%%

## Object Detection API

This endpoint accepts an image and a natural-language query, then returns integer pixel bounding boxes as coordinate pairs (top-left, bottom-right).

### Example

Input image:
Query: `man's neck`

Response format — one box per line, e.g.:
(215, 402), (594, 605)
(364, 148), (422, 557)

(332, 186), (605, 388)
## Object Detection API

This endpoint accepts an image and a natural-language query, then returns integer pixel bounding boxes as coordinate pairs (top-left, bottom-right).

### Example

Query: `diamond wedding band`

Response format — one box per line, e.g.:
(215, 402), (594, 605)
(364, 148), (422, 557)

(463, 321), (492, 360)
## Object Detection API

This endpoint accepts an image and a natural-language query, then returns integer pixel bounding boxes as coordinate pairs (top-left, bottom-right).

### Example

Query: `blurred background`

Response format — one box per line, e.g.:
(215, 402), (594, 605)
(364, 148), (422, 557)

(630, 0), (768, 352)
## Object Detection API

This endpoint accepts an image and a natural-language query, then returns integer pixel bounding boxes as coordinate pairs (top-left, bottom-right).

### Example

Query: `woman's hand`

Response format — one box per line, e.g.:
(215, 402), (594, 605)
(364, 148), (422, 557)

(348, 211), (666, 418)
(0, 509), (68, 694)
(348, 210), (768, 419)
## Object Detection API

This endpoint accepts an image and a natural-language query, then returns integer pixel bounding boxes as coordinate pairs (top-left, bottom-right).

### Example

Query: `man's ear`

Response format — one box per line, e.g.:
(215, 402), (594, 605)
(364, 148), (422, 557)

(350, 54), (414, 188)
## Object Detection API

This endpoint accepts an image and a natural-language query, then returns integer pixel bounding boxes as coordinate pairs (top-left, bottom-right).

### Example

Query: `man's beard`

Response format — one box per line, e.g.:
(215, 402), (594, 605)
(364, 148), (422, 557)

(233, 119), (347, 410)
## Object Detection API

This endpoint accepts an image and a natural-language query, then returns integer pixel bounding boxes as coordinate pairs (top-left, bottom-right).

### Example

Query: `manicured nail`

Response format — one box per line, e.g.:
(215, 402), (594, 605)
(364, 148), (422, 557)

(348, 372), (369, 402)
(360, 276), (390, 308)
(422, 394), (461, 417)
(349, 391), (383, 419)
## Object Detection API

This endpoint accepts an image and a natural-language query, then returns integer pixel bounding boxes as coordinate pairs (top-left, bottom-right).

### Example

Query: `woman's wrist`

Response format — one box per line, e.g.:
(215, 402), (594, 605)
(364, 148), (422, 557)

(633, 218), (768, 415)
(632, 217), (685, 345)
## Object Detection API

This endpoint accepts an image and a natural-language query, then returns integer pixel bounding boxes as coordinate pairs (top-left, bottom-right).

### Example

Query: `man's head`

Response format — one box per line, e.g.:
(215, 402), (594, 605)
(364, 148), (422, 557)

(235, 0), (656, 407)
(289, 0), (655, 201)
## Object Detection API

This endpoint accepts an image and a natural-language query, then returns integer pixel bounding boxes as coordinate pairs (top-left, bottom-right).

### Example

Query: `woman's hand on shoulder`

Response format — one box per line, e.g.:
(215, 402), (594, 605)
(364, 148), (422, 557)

%%

Return solely the count of lines in the data above in which the word "woman" occurs.

3